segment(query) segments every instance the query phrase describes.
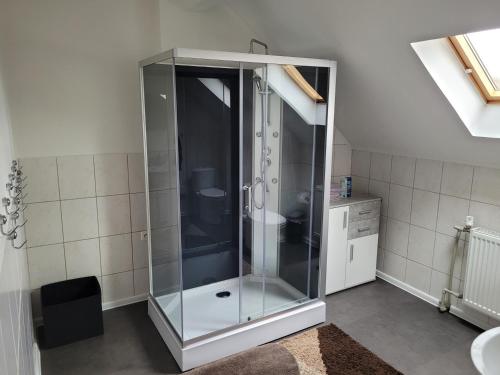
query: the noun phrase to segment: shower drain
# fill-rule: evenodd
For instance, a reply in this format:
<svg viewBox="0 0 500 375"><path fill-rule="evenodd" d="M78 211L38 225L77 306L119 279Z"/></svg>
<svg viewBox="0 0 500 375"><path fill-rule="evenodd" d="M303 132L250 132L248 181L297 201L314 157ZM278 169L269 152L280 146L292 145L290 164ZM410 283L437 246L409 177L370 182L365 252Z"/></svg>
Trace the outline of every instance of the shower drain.
<svg viewBox="0 0 500 375"><path fill-rule="evenodd" d="M216 294L216 296L218 298L227 298L231 295L231 292L228 292L227 290L223 291L223 292L219 292Z"/></svg>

───

▸ Your assignment:
Lines from the start of the material through the line containing "211L38 225L77 306L119" are to be restated word for word; no picture may be included.

▸ Result for this task:
segment(query) segments every instance the query phrase describes.
query: the noun phrase to segment: shower drain
# fill-rule: evenodd
For instance, a reply in this format:
<svg viewBox="0 0 500 375"><path fill-rule="evenodd" d="M78 211L38 225L77 306L119 279Z"/></svg>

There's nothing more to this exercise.